WHAT IS REQUIRED: In the records that follow, find each line with the word "purple" and copy it.

SUPPLIED RECORDS:

'''

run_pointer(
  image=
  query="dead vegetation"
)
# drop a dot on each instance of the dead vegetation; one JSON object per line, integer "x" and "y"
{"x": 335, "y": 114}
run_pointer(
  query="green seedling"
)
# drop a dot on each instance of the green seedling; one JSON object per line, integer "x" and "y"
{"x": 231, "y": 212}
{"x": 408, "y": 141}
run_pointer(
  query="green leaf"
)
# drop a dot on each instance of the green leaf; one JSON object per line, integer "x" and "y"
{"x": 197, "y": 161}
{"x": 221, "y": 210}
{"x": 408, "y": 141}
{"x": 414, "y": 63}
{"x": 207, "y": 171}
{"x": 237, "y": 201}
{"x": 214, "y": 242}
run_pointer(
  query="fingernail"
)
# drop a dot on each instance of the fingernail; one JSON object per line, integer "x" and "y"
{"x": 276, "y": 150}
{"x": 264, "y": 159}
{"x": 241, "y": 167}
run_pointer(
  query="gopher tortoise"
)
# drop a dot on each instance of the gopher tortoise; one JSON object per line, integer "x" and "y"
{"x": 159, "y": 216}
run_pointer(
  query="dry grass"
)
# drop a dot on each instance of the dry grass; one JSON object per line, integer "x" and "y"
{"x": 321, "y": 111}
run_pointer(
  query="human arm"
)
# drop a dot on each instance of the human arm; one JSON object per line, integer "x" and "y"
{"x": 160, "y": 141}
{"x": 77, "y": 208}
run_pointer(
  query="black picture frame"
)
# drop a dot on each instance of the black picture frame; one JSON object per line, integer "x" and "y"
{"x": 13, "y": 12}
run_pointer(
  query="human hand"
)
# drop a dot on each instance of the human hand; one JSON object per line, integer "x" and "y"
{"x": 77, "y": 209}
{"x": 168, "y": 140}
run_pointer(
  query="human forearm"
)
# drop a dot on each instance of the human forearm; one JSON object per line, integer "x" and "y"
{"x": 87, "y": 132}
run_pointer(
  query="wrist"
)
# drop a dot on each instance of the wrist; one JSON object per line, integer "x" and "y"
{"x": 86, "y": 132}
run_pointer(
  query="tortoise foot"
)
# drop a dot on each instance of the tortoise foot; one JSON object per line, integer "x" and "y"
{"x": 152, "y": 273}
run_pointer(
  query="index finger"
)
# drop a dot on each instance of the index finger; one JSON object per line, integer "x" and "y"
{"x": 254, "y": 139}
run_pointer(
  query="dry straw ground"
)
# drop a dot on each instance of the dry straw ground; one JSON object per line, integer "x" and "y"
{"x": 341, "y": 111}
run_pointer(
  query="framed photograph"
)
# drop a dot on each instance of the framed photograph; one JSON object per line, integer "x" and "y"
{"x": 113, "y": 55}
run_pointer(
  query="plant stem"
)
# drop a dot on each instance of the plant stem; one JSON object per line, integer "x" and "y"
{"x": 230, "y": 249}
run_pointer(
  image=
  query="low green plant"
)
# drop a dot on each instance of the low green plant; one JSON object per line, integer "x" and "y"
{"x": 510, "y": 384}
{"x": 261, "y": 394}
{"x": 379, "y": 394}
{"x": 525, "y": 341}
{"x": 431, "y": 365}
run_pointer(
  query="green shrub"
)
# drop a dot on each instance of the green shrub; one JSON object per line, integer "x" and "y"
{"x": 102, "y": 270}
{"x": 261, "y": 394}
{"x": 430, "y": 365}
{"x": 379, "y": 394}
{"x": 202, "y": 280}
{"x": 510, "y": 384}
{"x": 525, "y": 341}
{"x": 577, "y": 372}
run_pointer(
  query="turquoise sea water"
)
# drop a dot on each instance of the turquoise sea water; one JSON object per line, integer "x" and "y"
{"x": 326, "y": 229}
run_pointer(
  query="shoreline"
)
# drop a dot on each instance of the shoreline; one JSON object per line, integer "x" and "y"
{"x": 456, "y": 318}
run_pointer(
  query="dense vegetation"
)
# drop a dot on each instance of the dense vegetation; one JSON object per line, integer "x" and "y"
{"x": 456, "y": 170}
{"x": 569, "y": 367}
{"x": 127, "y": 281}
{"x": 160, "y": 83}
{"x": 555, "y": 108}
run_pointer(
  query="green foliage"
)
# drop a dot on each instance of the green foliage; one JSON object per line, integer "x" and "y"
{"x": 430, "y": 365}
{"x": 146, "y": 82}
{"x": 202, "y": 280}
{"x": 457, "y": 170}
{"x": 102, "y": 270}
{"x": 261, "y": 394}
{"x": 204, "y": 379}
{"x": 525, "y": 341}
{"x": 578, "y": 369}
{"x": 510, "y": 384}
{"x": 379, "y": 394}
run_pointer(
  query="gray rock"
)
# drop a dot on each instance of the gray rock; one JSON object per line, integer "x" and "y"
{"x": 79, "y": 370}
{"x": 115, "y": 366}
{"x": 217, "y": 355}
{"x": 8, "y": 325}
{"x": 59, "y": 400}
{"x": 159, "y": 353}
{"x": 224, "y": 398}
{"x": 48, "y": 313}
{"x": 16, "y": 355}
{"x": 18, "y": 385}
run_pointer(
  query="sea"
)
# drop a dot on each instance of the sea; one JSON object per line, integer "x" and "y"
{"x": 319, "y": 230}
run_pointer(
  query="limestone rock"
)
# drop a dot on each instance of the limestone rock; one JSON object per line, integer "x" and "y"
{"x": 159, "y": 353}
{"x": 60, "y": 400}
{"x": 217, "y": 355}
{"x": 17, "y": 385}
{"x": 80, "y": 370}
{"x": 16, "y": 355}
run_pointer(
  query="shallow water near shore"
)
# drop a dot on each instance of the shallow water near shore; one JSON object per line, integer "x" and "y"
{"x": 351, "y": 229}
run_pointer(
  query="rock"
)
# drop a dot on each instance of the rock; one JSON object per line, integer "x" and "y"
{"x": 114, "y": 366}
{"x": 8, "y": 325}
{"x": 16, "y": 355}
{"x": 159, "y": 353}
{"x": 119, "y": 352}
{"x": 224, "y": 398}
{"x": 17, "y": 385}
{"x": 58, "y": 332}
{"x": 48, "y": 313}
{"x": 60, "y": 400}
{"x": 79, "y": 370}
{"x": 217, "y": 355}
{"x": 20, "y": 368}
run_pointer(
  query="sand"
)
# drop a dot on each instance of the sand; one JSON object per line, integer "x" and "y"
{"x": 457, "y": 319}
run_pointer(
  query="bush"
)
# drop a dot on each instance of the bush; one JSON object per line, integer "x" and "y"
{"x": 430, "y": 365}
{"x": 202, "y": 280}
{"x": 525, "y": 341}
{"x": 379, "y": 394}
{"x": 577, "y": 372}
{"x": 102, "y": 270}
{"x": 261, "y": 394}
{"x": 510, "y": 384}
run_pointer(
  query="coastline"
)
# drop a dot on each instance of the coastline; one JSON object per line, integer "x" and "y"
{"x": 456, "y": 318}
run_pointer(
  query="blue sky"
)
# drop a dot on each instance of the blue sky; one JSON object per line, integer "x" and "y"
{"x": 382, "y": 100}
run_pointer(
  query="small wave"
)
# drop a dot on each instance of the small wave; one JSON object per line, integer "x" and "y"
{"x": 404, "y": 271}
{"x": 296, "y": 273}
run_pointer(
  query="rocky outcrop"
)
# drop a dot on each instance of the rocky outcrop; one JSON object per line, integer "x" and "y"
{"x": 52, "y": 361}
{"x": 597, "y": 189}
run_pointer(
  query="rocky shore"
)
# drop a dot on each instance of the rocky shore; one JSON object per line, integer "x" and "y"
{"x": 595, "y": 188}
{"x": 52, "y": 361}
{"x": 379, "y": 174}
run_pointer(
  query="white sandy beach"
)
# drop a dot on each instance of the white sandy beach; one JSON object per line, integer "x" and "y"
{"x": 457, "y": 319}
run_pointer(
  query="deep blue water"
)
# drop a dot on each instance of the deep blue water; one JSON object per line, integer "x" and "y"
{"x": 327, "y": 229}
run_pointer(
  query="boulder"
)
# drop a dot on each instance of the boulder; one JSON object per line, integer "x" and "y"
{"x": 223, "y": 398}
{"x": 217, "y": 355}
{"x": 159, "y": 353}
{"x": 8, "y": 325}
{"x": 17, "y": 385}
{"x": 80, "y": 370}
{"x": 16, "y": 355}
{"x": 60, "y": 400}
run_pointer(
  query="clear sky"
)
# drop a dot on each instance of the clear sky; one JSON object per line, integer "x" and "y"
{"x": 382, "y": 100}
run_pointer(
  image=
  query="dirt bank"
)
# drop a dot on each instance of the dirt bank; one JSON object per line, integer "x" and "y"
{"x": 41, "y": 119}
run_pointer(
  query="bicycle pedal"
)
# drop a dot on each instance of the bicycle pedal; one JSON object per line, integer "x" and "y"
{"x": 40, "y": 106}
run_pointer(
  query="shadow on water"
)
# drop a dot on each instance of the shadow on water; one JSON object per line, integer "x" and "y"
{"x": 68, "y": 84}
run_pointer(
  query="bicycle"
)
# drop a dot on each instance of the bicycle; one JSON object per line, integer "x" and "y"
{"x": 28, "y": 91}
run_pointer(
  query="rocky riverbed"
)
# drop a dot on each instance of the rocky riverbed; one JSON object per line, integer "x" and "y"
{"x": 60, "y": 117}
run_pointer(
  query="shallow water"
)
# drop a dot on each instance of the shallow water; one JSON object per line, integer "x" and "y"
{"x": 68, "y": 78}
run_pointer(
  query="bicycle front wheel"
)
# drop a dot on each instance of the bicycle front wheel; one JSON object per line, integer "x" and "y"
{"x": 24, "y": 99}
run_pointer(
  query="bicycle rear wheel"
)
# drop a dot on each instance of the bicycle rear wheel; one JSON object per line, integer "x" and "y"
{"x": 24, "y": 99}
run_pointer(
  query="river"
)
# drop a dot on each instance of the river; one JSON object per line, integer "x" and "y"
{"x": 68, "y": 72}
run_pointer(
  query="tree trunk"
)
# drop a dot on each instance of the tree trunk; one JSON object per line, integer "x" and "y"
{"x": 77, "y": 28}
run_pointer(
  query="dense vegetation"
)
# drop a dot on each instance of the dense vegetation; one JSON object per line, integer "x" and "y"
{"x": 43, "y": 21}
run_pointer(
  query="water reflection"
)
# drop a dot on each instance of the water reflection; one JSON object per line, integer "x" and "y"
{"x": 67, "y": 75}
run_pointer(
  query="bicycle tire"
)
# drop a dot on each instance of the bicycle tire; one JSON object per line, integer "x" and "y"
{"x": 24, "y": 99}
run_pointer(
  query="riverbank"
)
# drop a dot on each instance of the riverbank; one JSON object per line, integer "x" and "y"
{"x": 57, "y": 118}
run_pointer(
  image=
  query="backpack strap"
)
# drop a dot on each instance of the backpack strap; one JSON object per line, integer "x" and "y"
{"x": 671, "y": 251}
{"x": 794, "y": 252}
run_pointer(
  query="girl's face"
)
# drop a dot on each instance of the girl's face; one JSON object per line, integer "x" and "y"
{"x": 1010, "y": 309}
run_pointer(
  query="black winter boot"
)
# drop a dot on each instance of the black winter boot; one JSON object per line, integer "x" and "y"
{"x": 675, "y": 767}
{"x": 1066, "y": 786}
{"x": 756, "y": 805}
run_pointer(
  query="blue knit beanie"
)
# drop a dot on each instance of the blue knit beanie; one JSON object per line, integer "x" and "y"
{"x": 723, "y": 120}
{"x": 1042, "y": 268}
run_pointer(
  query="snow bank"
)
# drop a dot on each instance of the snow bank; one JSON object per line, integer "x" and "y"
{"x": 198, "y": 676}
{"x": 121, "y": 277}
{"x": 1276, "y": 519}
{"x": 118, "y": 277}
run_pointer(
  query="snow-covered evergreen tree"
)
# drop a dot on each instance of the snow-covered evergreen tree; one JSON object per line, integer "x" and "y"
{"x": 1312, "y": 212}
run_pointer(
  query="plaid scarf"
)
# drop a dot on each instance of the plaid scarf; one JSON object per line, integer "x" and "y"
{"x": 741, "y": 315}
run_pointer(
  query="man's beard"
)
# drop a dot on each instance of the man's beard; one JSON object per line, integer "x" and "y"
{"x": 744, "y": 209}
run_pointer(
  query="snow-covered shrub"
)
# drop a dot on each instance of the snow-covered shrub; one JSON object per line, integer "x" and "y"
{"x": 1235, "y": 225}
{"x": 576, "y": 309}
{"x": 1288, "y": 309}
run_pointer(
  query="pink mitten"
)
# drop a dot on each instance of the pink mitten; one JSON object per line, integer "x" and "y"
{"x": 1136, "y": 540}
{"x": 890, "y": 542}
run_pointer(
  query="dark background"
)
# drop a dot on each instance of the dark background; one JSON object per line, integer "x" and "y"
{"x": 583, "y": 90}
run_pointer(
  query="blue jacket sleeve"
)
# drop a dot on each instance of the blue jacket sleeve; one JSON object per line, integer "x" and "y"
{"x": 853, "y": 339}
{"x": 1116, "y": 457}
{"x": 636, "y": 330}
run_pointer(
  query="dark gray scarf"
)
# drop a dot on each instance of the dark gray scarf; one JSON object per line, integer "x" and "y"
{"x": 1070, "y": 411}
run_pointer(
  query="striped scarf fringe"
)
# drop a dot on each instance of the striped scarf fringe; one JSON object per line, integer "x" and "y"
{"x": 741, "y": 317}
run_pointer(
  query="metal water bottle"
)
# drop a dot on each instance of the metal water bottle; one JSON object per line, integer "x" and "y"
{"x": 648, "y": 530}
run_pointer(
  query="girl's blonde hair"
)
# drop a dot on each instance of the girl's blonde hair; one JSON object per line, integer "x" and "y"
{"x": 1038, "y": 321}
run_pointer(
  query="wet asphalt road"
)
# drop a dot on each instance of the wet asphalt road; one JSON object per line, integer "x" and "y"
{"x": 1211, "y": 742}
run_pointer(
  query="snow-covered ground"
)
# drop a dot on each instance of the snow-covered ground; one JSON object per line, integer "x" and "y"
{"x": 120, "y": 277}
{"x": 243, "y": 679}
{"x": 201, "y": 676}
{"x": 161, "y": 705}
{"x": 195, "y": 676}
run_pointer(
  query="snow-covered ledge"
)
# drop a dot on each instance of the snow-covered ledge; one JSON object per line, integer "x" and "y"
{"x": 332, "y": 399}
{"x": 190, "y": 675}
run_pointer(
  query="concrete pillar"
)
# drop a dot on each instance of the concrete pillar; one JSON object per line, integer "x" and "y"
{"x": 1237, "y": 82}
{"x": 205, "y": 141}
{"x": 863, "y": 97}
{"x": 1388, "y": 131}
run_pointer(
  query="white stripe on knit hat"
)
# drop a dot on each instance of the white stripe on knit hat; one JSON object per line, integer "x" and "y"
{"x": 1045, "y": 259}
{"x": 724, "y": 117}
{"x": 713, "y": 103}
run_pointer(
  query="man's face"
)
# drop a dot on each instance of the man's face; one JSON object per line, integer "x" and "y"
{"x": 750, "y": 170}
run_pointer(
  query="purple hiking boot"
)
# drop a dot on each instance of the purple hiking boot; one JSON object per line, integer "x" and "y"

'''

SOLUTION TO THIS PROBLEM:
  query="purple hiking boot"
# drop a dot on each instance of the purple hiking boot; one JSON object per line, integer "x" and "y"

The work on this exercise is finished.